TEXTE FOURNI ->
* * *

PYLONE
est un groupe vraiment étonnant. Le quatuor de Toulouse (et environs) avait
déjà créé la surprise avec une première démo pleine de promesses et explorant quelques pistes déjà bien dessinées,
une démo enregistrée dans l’année qui avait suivi la naissance du groupe.
Presque une année supplémentaire s’est écoulée depuis ce premier enregistrement
et Pylone ressort de sa tanière pour publier, sans sourciller, son premier
album, Things That Are Better Left
Unspoken*. Sans sourciller parce qu’il est évident que Pylone a énormément
d’atouts en main, que le groupe en a conscience mais – et c’est une qualité
vraiment très rare – qu’il n’en abuse pas non plus. Etre sûr de soi finit dans
bien trop de cas en un étalage d’arrogance, de suffisance, de vanité et de
stérilité. Chez Pylone, c’est carrément tout le contraire : la maîtrise et
la cohérence de sa musique voire la maturité exceptionnelle du groupe ont donné
naissance à un (très) bon disque et c’est tout. Oui, c’est tout mais c’est bien
là l’essentiel et Pylone offre déjà énormément avec ce Things That Are Better Left Unspoken.
On se doute bien que les projets et groupes
antérieurs des quatre membres de Pylone – avec Headwax en tête de gondole – leur ont servi de laboratoire, de session d’apprentissage, de
galop d’essai et de piste de décollage. Il ne pourrait pas en être autrement.
Seulement Pylone pousse vraiment très loin une logique et une esthétique qui
lui sont propres et qui, peut être, en rebuteront certains. Parce qu’elle n’est
pas si facile que cela la musique de Pylone. Elle est même remplie de
faux-semblant : ne vous fiez pas aux premiers instants de SuperNova et en particulier à cette
ligne de basse, non Pylone n’est pas un énième clone de Jesus Lizard enrobé
d’un glacis shellac-quien de circonstances. Bien sûr le groupe s’inscrit dans
cette veine là mais, sans prétendre imiter qui que ce soit ni faire mieux que
ses illustres prédécesseurs, Pylone va voir ailleurs, cherche (et trouve) des
voies qui lui sont propres. Quitte à décontenancer.
La musique de Pylone est incroyablement lente et,
finalement, mélancolique. Le groupe ne dépasse jamais le stade du mid-tempo et
semble refuser toute surexposition sonique, jouant avec les effets d’une
tension qui a tendance à constamment se muer sous la forme d’une retenue quasi
ostentatoire ; c’est comme si tout se passait autour d’une fausse linéarité
emberlificotée par une guitare pure et claire et une basse très ronde qui
jouent aux électrons libres, se faisant mutuellement écho et tressant des
canevas d’une grande délicatesse sans rien perdre de la sécheresse, de l’âpreté
et de la dureté des musiques inspirées du noise-rock. La musique que joue
Pylone est précisément très belle parce qu’à la fois très froide et à la fois très
charnelle. A de rares exceptions près (Tumbledown)

* * *

TRAVAIL À FAIRE ->
(1) Pouvez-vous retaper à l'identique le passage de la chronique sur Pylone qui commence à « Seulement Pylone pousse » et se termine à « Quitte à décontenancer. » ?
(2) Que dit la chronique sur Pylone en réponse à ces questions ?
(a) De quelle ville vient le quatuor ?
(b) Quel est le titre du premier album du groupe ?
(c) Quel stade de tempo le groupe ne dépasse-t-il jamais ?
Le matériel qui suit n'est pas nécessaire.

DONNÉES EXTRAITES ->
* * *

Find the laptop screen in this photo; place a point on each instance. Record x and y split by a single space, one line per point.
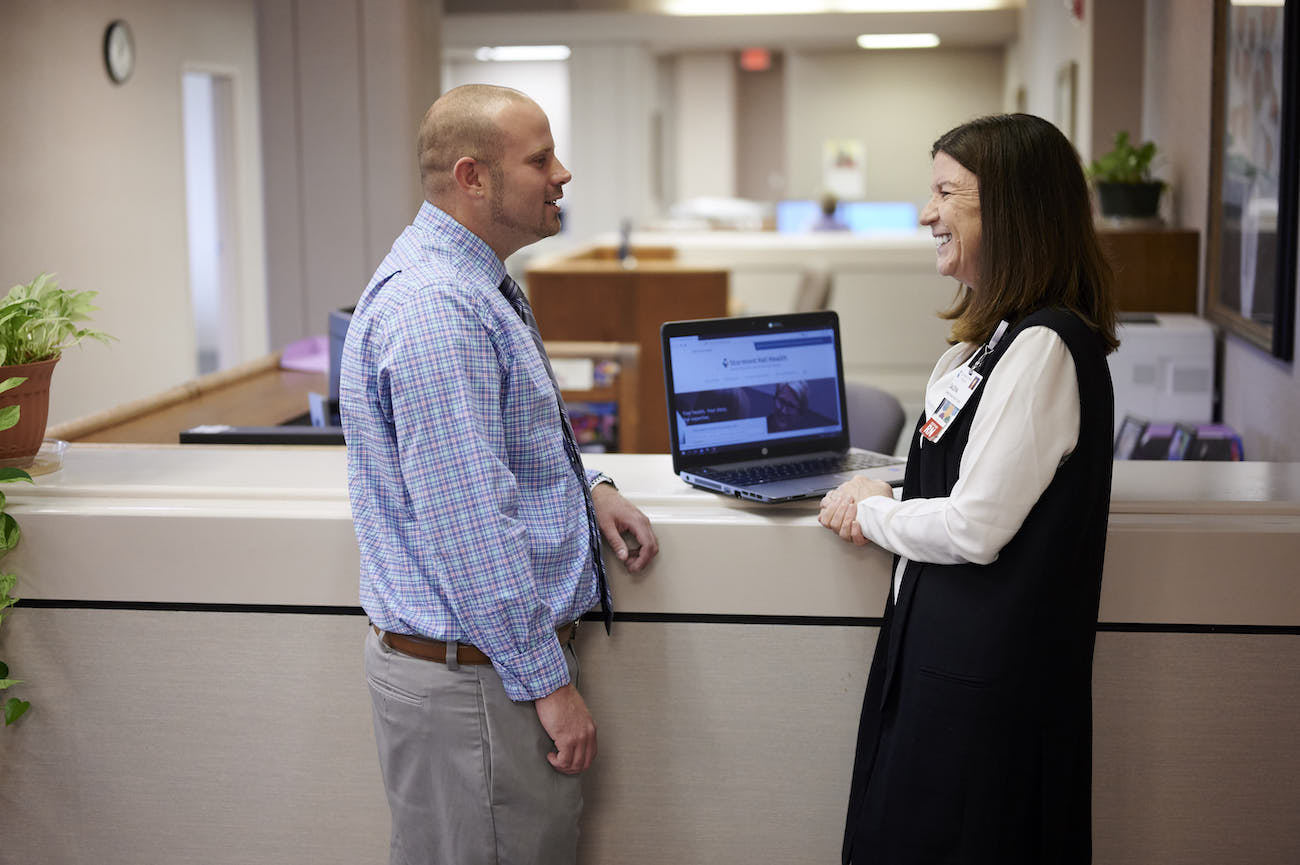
762 385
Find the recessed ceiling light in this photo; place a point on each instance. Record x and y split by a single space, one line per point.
810 7
508 53
897 40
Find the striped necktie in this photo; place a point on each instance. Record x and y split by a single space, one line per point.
511 292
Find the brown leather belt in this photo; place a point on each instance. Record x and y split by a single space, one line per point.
436 651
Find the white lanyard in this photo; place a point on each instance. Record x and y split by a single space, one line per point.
960 389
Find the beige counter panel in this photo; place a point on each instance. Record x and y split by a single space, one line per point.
1190 543
243 734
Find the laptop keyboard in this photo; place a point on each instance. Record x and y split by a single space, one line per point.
792 471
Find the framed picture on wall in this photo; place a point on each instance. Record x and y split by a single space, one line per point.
1255 187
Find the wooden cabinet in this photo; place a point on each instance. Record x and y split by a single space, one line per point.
592 297
1156 268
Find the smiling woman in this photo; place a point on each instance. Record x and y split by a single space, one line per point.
952 215
975 734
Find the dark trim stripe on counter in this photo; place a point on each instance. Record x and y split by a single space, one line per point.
679 618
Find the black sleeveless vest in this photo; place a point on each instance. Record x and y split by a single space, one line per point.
976 726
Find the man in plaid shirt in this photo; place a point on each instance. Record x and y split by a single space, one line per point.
476 522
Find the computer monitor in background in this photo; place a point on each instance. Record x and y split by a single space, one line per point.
879 216
797 216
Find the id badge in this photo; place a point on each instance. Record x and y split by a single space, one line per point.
954 398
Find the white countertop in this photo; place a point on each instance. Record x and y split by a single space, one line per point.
1199 543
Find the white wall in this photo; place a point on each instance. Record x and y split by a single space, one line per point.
896 102
346 83
92 181
705 99
1049 38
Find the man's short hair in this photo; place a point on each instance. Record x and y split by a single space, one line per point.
462 122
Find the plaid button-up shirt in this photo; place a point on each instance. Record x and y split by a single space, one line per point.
469 520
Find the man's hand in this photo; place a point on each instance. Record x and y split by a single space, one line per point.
568 723
615 515
840 506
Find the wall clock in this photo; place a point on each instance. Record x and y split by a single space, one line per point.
118 51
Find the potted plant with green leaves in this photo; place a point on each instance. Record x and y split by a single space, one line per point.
1123 181
38 321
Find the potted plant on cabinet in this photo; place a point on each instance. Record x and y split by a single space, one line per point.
37 323
1123 181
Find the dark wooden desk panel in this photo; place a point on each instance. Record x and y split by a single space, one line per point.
605 302
1156 268
252 394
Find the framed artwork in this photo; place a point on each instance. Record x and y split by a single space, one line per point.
1066 99
1255 189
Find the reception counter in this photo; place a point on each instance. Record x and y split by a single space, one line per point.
190 643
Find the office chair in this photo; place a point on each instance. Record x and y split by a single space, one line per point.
875 418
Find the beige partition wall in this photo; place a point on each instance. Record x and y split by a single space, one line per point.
191 648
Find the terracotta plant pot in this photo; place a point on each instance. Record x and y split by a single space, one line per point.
22 441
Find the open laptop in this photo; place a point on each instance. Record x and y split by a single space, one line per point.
757 407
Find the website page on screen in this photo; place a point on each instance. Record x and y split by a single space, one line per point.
742 390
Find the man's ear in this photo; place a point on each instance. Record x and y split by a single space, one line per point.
469 176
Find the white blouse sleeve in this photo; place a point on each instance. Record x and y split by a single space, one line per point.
1026 424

* * *

RÉPONSES PAR TÂCHE ->
(1)
Seulement Pylone pousse vraiment très loin une logique et une esthétique qui
lui sont propres et qui, peut être, en rebuteront certains. Parce qu’elle n’est
pas si facile que cela la musique de Pylone. Elle est même remplie de
faux-semblant : ne vous fiez pas aux premiers instants de SuperNova et en particulier à cette
ligne de basse, non Pylone n’est pas un énième clone de Jesus Lizard enrobé
d’un glacis shellac-quien de circonstances. Bien sûr le groupe s’inscrit dans
cette veine là mais, sans prétendre imiter qui que ce soit ni faire mieux que
ses illustres prédécesseurs, Pylone va voir ailleurs, cherche (et trouve) des
voies qui lui sont propres. Quitte à décontenancer.

(2)
(a) De Toulouse (et environs).
(b) Things That Are Better Left Unspoken.
(c) Le mid-tempo.